(Excerpts from point annotation data)
<<<<
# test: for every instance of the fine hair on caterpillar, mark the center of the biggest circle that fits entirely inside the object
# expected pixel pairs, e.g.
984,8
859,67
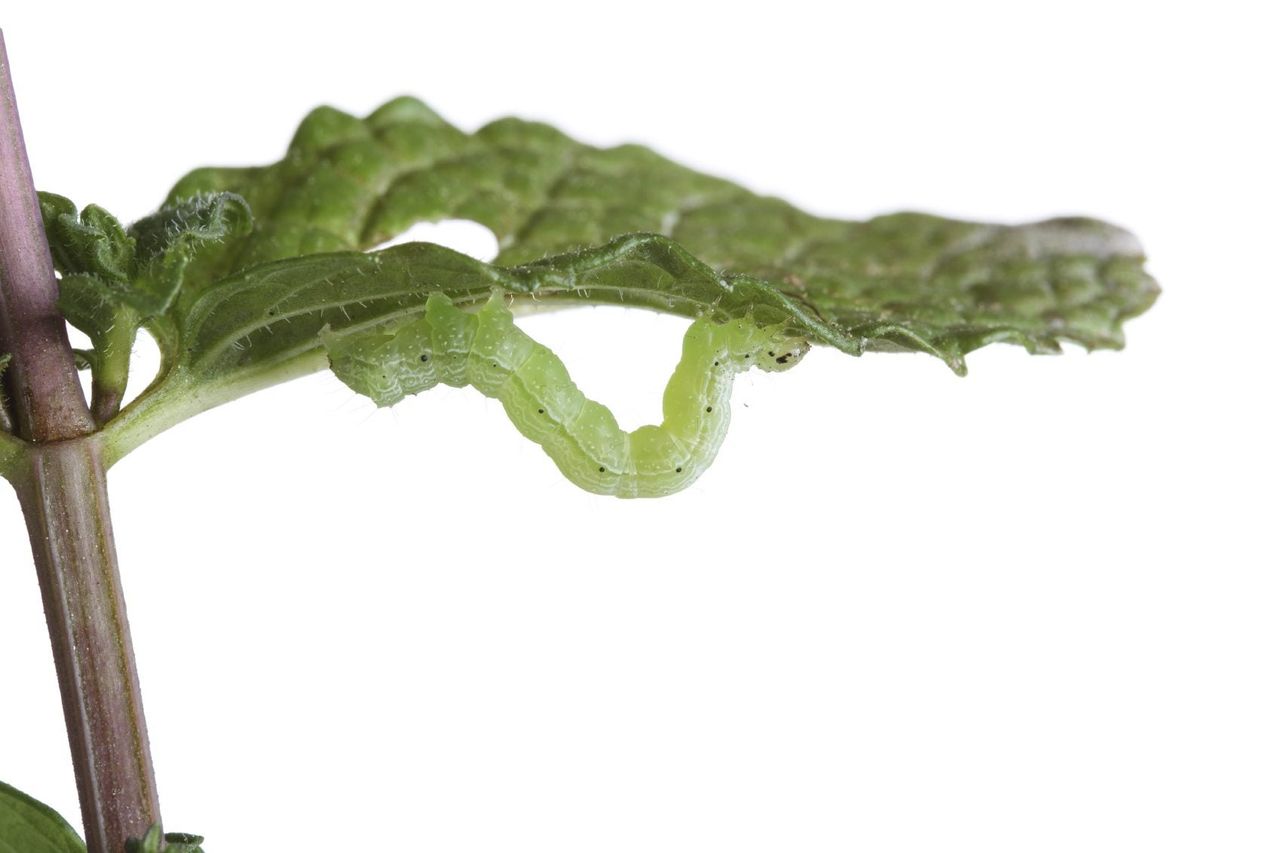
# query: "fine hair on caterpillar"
487,350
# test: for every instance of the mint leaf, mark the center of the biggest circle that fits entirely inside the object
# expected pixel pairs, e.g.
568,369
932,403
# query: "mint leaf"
30,826
904,281
155,842
114,279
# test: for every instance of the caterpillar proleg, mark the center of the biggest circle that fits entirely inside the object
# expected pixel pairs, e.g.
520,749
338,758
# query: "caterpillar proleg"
487,350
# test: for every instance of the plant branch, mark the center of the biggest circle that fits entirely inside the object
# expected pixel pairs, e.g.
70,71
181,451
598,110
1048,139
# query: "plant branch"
62,486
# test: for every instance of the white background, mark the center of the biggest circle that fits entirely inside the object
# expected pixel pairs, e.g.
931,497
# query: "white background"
1029,610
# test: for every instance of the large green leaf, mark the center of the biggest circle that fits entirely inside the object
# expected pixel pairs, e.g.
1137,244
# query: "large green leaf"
904,281
584,224
30,826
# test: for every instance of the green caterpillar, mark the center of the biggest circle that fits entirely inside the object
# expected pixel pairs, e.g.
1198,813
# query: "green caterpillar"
487,350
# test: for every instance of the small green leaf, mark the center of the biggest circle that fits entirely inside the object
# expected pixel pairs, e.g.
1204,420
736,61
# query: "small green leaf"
30,826
169,842
172,237
579,224
10,447
92,242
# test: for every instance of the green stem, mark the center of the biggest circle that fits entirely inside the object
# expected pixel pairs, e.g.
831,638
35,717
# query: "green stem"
69,523
62,484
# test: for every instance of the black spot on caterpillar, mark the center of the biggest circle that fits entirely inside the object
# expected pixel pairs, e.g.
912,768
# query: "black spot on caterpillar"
487,350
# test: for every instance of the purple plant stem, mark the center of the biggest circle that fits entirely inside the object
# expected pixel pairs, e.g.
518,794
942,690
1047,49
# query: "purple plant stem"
45,389
63,496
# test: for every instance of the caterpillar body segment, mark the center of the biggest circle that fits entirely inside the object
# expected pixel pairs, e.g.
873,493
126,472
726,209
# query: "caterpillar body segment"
487,350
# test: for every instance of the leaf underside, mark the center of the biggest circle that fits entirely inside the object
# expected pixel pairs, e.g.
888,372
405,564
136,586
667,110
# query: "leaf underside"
626,226
30,826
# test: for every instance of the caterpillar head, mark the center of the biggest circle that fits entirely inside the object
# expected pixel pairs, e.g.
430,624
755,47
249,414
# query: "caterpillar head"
768,347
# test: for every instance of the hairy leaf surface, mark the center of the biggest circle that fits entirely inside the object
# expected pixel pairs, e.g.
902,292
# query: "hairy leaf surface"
577,224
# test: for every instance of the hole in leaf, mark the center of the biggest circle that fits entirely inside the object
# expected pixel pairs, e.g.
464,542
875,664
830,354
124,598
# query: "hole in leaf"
460,235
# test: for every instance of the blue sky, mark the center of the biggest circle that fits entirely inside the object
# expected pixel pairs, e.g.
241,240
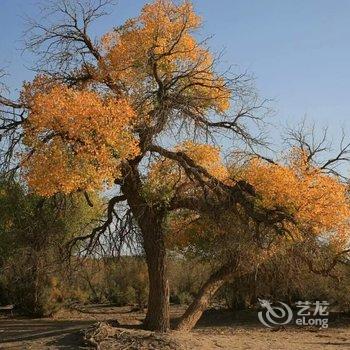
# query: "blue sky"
298,50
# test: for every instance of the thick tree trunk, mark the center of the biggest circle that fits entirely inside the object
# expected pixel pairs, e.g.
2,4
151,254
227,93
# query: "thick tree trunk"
202,300
158,317
150,221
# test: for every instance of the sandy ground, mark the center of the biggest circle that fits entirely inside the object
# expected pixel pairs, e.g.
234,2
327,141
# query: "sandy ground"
216,330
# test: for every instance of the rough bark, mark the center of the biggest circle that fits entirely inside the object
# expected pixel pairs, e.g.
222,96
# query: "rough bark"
158,316
202,300
150,222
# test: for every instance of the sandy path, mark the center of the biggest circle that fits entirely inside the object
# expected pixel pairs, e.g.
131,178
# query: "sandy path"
214,332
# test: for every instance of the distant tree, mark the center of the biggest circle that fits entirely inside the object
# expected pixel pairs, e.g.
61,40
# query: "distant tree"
33,232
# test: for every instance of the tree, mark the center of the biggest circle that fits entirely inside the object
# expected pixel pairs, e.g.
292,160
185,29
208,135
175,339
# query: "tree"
33,231
237,245
100,112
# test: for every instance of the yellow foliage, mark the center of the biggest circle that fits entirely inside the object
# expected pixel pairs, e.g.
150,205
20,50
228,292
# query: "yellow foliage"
160,42
317,200
76,140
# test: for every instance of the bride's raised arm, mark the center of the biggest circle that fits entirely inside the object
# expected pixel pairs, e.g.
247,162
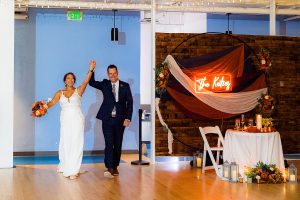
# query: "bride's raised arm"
81,88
>>>>
### Written instruction
Extract, word for word, every line from the one holding "# test: for every instance of the yellow" through the closing line of the data above. Do not include any pictures.

### The output
# test: for every instance of the yellow foliage, mark the center of the biggest circle that fits entirely inside the object
# expected pixel pairs, e.g.
150,205
20,50
228,292
# query: "yellow foliage"
160,42
317,200
76,140
# test: for every instance of the bride's raised arm, mark the center of the biggest circle that fits entirely inside the object
# expected pixel pairs, e.g.
247,162
# query: "bride's raised arm"
81,88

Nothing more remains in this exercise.